◆ GIVEN RECORDS
=-=-=

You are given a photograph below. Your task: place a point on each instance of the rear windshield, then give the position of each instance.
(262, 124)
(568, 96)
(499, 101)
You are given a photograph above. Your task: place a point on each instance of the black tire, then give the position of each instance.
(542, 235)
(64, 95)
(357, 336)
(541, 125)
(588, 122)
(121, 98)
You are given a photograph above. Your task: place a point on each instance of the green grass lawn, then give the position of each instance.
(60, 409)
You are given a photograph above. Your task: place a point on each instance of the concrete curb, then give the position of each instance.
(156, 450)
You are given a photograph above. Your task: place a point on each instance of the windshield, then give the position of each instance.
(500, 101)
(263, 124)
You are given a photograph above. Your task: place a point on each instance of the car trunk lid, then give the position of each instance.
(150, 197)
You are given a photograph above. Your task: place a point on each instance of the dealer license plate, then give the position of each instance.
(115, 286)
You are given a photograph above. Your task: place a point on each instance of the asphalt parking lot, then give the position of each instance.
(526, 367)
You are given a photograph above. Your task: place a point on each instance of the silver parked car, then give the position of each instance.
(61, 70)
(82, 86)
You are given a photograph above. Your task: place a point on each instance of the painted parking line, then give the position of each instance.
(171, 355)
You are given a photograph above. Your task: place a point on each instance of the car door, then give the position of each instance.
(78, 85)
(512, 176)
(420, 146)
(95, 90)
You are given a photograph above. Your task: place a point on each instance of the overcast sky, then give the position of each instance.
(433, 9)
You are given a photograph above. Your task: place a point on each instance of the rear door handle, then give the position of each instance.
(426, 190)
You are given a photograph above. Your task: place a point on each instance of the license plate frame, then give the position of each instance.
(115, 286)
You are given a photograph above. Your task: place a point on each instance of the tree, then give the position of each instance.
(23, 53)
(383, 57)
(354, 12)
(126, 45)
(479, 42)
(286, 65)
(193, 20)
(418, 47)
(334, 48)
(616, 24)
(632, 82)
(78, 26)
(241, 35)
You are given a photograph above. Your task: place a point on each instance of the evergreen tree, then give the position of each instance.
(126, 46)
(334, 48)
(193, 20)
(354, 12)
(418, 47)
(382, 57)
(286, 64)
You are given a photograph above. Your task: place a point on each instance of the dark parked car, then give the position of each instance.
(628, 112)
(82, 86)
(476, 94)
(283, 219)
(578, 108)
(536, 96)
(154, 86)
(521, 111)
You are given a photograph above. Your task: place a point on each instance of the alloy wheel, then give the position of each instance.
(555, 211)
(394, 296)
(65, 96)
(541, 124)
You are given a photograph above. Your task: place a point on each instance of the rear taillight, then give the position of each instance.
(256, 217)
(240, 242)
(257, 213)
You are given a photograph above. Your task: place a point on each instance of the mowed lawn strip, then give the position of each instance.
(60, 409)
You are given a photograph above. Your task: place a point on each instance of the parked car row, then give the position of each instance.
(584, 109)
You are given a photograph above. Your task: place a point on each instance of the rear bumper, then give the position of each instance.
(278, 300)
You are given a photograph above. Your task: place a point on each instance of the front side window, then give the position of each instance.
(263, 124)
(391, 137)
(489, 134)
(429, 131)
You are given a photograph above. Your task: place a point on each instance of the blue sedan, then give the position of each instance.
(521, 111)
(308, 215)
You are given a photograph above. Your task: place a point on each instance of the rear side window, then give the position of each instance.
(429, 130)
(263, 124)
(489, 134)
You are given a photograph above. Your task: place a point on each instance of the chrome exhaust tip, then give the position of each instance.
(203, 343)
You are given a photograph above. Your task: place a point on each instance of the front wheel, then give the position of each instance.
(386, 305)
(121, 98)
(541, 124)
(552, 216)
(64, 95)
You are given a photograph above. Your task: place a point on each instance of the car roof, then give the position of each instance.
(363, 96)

=-=-=

◆ WHAT IS EXPECTED
Restate the final lines of the listing above word for word, beginning at the line that contains "sedan, then give the position of each instance.".

◆ RESULT FOR THIS TASK
You are given a photograph above. Your task: place a point on each instance of the blue sedan, then give the position of each instance.
(521, 111)
(308, 215)
You are given a photograph above. Your task: place a point on each instance of the rear side window, then give the position of each instance.
(429, 130)
(263, 124)
(489, 134)
You are given a photograph above. Your task: place a point on each instance of the chrome exhaust tip, then give the position of each instance.
(203, 343)
You are given a photograph above. Your task: place a point on each instance of the front wheel, then give the position of each instance.
(386, 305)
(121, 98)
(541, 124)
(552, 216)
(64, 95)
You are given a photograph above. Your task: place a point on each instance of the car roof, then give the position of each instance.
(363, 96)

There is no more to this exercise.